Exercise inputs >>
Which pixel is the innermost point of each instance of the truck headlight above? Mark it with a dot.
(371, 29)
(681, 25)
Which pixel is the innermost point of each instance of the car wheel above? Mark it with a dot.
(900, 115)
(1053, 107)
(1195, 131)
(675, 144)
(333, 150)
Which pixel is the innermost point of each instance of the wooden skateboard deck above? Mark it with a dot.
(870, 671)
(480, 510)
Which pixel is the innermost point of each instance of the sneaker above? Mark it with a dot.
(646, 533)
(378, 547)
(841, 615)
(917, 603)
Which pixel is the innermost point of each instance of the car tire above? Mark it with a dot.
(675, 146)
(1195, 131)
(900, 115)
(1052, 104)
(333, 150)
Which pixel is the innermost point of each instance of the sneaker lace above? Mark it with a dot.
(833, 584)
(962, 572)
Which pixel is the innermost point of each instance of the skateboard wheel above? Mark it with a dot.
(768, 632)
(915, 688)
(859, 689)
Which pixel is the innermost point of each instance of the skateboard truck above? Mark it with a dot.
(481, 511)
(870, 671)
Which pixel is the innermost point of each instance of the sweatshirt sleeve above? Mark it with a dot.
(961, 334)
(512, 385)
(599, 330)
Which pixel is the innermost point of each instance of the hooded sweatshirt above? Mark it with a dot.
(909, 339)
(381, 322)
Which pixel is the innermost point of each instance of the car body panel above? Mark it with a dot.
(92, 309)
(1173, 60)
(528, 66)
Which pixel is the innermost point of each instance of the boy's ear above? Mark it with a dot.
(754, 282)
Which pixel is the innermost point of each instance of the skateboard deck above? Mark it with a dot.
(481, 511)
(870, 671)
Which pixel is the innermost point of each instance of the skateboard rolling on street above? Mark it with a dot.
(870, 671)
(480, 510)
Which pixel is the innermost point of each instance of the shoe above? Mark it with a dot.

What you have to do >> What needs duplicating is the run of lines from the one containing "car wheel above? Mark it with a dot." through the last line of the entries above, exact and complete.

Task response >>
Which pixel is the innermost point of each instance of the car wheel above? Mark it with a dot.
(900, 115)
(1053, 107)
(1195, 131)
(675, 144)
(333, 150)
Which pixel is the innermost point of each instance of the wooden skateboard deck above? Mark it with a dot.
(870, 671)
(480, 510)
Which pixel is the innermost point of each instance of the sneaker above? Mark it with a dot.
(646, 533)
(378, 547)
(841, 615)
(917, 603)
Which pixel is the innermost point of each instance of the car tire above? Mark it with a dot.
(675, 146)
(1195, 131)
(900, 115)
(1052, 104)
(333, 150)
Which pixel is the innermost point of each instance of the sneaker lace above? Mark it with a dot.
(833, 584)
(962, 572)
Which pixel is the innermost point of each instance of the skateboard wheel above? Mark it with a dot.
(768, 632)
(915, 688)
(859, 689)
Which pixel is the innermost point of each instance of the skateboard truck above? Mark it with a dot.
(481, 511)
(870, 671)
Which pixel is the innermost point of each instance of the sweatshirt sleeve above? Mark it with a dot.
(961, 334)
(512, 385)
(599, 330)
Which pixel is the innermost point of each instance of the hooded sweatshirt above? Mark it with a dot.
(909, 339)
(381, 322)
Which pixel is the innermost point of each instance of the car body panel above? Mark it with a dot.
(92, 309)
(1173, 60)
(528, 66)
Which pixel is the innermost point of each instance of the boy's ear above? Mark it with a dot.
(754, 282)
Which pixel is the innermost point of each instance of the skateboard deck above? Mark it with a dot.
(481, 511)
(870, 671)
Which pixel is the innermost point of each instance of the skateboard rolling on street above? Mark it with a dot.
(870, 671)
(480, 510)
Which pixel is the innermost point of each instance of the shoe above? Mark it with a dot.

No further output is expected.